# [Exercise brief]
Only the lines from the line holding "Point out the tree foliage" through the final line of the entries below are to be returned, exactly as they stand.

■ ■ ■ ■

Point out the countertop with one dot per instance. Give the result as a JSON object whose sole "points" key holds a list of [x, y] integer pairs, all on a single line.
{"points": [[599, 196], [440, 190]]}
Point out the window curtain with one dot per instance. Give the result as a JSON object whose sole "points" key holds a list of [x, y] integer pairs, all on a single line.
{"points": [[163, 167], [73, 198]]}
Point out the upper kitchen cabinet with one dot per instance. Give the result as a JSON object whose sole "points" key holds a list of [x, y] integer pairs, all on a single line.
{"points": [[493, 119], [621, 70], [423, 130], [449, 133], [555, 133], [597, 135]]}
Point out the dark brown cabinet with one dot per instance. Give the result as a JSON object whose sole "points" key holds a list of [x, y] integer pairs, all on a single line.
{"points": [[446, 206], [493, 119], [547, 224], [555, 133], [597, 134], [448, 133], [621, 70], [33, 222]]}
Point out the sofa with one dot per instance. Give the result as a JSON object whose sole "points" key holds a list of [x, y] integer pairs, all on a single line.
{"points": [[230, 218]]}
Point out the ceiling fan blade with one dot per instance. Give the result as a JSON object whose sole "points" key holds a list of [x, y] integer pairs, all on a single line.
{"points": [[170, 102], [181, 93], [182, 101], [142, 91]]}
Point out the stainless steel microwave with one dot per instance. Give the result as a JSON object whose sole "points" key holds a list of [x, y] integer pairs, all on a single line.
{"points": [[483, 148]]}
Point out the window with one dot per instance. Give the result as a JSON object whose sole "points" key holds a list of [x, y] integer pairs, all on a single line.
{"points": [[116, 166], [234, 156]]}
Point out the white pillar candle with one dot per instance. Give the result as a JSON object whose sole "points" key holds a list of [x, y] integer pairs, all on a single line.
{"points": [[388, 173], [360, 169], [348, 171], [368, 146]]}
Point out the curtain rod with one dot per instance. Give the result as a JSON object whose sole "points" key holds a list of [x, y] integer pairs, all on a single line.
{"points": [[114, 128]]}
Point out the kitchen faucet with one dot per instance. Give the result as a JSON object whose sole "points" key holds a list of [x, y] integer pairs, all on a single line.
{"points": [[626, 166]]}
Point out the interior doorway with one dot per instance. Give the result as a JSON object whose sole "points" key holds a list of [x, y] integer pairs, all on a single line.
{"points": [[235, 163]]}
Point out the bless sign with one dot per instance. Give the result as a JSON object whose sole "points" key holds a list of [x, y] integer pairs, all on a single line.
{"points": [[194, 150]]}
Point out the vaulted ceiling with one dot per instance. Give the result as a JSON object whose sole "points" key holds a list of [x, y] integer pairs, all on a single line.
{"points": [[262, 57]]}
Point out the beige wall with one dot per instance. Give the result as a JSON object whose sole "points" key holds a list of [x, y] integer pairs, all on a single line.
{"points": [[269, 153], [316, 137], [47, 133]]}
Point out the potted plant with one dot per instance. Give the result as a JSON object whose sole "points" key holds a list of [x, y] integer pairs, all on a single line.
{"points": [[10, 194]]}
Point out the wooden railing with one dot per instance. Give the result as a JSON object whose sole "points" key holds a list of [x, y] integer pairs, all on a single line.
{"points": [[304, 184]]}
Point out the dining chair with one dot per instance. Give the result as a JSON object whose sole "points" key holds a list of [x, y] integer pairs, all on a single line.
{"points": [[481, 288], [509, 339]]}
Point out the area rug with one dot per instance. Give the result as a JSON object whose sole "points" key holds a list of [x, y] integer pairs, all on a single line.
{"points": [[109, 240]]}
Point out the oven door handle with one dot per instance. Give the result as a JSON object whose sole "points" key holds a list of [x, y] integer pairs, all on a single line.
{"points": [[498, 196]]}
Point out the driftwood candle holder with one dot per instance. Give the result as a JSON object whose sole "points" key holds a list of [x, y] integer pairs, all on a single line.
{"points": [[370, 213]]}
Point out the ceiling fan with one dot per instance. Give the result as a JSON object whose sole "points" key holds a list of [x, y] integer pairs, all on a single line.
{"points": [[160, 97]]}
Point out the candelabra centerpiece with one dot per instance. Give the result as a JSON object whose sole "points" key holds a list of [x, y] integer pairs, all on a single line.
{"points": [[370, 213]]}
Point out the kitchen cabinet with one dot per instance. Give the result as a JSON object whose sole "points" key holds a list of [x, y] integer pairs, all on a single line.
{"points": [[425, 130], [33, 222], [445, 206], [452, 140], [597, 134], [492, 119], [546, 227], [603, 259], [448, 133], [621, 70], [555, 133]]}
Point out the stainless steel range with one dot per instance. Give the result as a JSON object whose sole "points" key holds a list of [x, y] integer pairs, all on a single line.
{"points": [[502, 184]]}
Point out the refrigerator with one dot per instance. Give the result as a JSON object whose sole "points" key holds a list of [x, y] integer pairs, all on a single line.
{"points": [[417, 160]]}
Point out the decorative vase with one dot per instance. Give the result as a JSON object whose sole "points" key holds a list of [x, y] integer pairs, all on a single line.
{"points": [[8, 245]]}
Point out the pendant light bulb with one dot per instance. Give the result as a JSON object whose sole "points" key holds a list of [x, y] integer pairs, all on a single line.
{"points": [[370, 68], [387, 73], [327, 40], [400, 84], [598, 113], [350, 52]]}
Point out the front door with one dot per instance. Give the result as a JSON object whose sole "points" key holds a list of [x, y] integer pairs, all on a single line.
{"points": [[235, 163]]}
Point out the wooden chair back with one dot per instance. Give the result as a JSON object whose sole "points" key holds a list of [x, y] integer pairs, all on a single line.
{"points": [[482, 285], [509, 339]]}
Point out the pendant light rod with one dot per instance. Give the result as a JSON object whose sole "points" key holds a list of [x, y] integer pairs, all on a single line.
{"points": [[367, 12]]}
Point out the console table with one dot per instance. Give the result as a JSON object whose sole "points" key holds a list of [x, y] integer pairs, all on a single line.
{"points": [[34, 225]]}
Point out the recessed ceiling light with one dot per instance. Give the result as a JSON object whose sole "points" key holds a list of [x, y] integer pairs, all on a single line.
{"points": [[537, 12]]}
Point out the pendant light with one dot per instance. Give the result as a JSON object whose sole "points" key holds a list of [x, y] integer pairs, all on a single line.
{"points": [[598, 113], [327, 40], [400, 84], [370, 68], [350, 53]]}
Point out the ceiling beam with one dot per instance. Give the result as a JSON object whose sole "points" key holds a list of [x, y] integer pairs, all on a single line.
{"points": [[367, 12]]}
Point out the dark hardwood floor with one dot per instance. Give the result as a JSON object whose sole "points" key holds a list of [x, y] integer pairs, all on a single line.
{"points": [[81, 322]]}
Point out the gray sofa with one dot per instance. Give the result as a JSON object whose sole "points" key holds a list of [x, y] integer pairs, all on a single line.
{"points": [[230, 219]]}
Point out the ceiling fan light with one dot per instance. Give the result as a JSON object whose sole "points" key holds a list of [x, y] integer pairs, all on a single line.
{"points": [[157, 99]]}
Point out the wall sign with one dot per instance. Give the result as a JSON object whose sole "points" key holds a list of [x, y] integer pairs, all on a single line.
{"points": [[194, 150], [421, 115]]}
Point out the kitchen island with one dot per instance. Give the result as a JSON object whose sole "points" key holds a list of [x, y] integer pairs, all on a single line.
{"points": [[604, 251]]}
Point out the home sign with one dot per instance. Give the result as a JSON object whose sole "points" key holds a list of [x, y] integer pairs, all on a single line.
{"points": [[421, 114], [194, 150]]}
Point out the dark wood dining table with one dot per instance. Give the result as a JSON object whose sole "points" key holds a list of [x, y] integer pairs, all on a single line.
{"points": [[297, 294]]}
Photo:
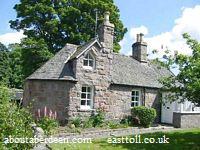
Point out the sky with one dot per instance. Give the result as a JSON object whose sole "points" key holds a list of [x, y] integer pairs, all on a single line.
{"points": [[162, 21]]}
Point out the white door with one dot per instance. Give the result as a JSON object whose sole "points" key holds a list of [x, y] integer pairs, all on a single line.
{"points": [[167, 110]]}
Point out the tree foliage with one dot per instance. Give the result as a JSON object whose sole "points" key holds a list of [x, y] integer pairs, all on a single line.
{"points": [[4, 65], [186, 85], [58, 22], [33, 54], [15, 122], [16, 75]]}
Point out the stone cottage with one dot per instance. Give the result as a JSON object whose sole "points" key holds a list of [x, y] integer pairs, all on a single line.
{"points": [[81, 78]]}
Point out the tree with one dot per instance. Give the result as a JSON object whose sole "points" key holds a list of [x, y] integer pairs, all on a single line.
{"points": [[16, 76], [186, 85], [58, 22], [4, 65], [33, 54]]}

■ ■ ■ ■

# [Expected output]
Point out the tree foliage with one dot per instance. Give the result as a JSON object whose sole "points" key holds a list of [x, y] integer pairs, all on a single line.
{"points": [[4, 65], [186, 85], [58, 22], [33, 54], [15, 122], [16, 75]]}
Point out the stone cottage with one dot per instance. Give the result as a JSON object whose sole "points" key holds a list of [x, y] integer pairs, all on a single line.
{"points": [[81, 78]]}
Point out the tree with one dot per instance. Give the result as a JSON object whose sole "points" key holds a list of [x, y] integer pairs, all on a single line.
{"points": [[16, 76], [186, 85], [58, 22], [4, 65], [33, 54]]}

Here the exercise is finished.